"""
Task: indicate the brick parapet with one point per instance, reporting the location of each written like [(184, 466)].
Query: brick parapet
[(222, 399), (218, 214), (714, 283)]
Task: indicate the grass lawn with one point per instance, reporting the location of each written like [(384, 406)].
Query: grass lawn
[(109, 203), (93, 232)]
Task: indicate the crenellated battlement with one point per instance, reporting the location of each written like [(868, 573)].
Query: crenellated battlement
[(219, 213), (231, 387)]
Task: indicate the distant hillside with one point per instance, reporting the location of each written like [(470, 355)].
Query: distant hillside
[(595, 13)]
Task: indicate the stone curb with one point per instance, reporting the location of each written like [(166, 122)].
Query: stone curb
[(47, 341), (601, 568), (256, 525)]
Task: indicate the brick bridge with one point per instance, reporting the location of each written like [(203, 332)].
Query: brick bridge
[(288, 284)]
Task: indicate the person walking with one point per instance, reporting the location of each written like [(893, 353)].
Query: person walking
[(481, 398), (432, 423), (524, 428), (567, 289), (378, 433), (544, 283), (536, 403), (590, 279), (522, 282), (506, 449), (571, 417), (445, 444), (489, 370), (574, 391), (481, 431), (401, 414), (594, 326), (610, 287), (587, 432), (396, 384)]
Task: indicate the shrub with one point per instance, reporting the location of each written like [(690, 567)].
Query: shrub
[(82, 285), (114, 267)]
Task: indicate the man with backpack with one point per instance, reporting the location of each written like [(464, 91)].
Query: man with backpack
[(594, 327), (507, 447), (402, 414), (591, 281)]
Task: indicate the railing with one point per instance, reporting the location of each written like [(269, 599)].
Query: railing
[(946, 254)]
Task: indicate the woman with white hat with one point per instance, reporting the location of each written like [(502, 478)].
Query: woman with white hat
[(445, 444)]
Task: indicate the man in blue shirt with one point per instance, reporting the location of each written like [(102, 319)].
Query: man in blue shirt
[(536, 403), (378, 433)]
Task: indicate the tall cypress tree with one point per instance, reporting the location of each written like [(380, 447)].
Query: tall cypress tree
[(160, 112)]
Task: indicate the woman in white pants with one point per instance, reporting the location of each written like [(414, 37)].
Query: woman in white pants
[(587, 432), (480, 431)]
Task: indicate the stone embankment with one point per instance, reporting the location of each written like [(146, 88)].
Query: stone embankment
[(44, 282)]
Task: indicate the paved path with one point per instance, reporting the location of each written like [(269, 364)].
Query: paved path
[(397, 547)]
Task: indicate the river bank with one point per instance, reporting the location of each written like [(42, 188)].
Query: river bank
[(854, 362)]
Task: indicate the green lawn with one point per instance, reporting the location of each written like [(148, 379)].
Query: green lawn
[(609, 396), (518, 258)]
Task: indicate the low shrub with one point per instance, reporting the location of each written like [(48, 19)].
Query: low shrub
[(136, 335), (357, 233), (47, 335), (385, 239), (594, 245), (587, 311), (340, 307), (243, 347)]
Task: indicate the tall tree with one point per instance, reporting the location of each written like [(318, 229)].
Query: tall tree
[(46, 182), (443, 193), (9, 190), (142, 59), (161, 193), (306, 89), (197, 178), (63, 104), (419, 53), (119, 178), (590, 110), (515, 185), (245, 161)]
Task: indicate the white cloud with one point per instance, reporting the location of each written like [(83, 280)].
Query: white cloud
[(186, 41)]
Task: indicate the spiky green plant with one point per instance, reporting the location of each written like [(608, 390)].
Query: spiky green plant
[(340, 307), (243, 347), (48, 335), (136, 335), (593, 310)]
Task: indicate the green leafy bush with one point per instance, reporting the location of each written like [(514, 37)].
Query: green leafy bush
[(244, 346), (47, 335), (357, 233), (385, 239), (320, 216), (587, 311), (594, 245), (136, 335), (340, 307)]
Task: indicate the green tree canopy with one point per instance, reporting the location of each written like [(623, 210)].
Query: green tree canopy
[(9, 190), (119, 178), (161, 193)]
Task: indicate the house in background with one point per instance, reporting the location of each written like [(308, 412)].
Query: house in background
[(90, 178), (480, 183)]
"""
Problem to solve:
Convert every line of the records above into a JSON list of strings, one string per line, with blank lines left out.

Result of the exercise:
[
  "Task: indicate the brick parapet with one point per instance, reporting the location of each written like [(184, 466)].",
  "Query: brick parapet",
  "[(222, 399), (218, 214), (714, 283)]",
  "Task: indicate the grass lawn with one point per instance, reporting the location of each written like [(384, 406)].",
  "Query: grass lawn",
  "[(109, 203), (93, 232)]",
  "Task: indicate the crenellated battlement with one point per instance, reporting the location of each written like [(868, 573)].",
  "Query: crenellated battlement",
  "[(219, 213), (231, 387)]",
  "Task: indicate the distant hillside with one point per instance, reporting the location of each written like [(470, 355)].",
  "Query: distant hillside",
  "[(595, 13)]",
  "Task: indicate the stone curb with one point per instance, reporting the location of each written like [(166, 122)].",
  "Query: stone curb",
  "[(47, 341), (601, 568), (256, 525)]",
  "Task: indicate the brick bridge with one point per instance, reporting the location of each written like [(203, 332)].",
  "Query: brick bridge",
  "[(288, 284)]",
  "Task: indicate the person walking with one point per instance, reporting the location of each written like [(893, 353)].",
  "Query: person walking",
  "[(481, 398), (432, 423), (524, 428), (567, 289), (378, 433), (544, 283), (536, 403), (590, 279), (522, 282), (506, 449), (571, 417), (445, 444), (489, 370), (574, 391), (481, 431), (401, 414), (594, 326), (610, 287), (587, 432), (396, 384)]",
  "Task: indicate the shrub with one point per instance, reporting the location of each written like [(690, 567)].",
  "Query: shrub",
  "[(82, 285), (114, 267)]",
  "Task: indicate the man with backpack with one point per instance, reporting the location of each written like [(464, 91)].",
  "Query: man with backpack",
  "[(594, 327), (507, 447), (402, 414), (591, 281)]",
  "Task: indicate the railing with one point per instance, reporting the location of each written like [(269, 599)].",
  "Query: railing",
  "[(946, 254)]",
  "Task: indicate the woman with white hat with one point per instance, reporting the location of each written like [(502, 478)].",
  "Query: woman with white hat",
  "[(445, 444)]",
  "Task: indicate the man in blue shirt with one point per instance, reporting the location of each written like [(102, 319)].",
  "Query: man in blue shirt",
  "[(536, 403), (378, 433)]",
  "Task: indicate the tall cypress tree with one point per instance, reporting the location of each written like [(380, 447)].",
  "Query: tall cypress tree",
  "[(160, 112)]",
  "Task: indicate the woman in white pants with one point per instance, reporting the location of each written like [(414, 37)].",
  "Query: woman in white pants",
  "[(587, 432), (480, 431)]",
  "Task: indicate the stone embankment with one point per instance, reporting the location of each written like [(146, 88)].",
  "Query: stone embankment",
  "[(44, 282)]",
  "Task: indicate the paved path with one point per instance, reporting the location of each written like [(269, 364)].",
  "Query: paved path",
  "[(397, 547)]",
  "Task: indicate the river bank with one point per instance, reporting the location of each written like [(42, 188)].",
  "Query: river bank",
  "[(854, 362)]",
  "Task: indicate the green lawn with one point per instance, reporting the location of each written like [(148, 379)].",
  "Query: green lawn",
  "[(609, 396), (518, 258)]",
  "Task: indicate the low shrub with one point per instance, reporting the location of each written like [(48, 19)].",
  "Query: low shrub",
  "[(136, 335), (357, 233), (47, 335), (385, 239), (594, 245), (587, 311), (340, 307), (243, 347)]",
  "Task: indicate the tall tree with one point per instance, reporting the location of each written like [(318, 229)].",
  "Query: tall tree",
  "[(46, 182), (443, 193), (9, 190), (142, 59), (161, 193), (306, 89), (197, 178), (63, 104), (419, 53), (119, 178), (590, 110), (515, 185), (245, 161)]",
  "Task: indicate the white cloud with one point per instance, reporting the location of each written like [(83, 280)].",
  "Query: white cloud",
  "[(186, 41)]",
  "Task: indicate the spiky green plant with one point per instance, reporting the location of each written like [(608, 390)].",
  "Query: spiky green plant",
  "[(340, 307), (243, 347), (48, 335), (136, 335), (593, 310)]",
  "Task: indicate the green leafy bush with one point per instance, reporting the location of each written like [(514, 37)].",
  "Query: green leafy bush",
  "[(244, 346), (47, 335), (357, 233), (385, 239), (320, 216), (587, 311), (594, 245), (136, 335), (340, 307)]",
  "Task: indicate the green tree canopy with one point per instance, reporting the location of each written like [(623, 210)].",
  "Query: green tree canopy",
  "[(9, 190), (119, 178), (161, 193)]",
  "Task: indicate the house in background with one point per instance, reporting the location of each written like [(308, 412)].",
  "Query: house in background",
  "[(90, 178), (480, 183)]"
]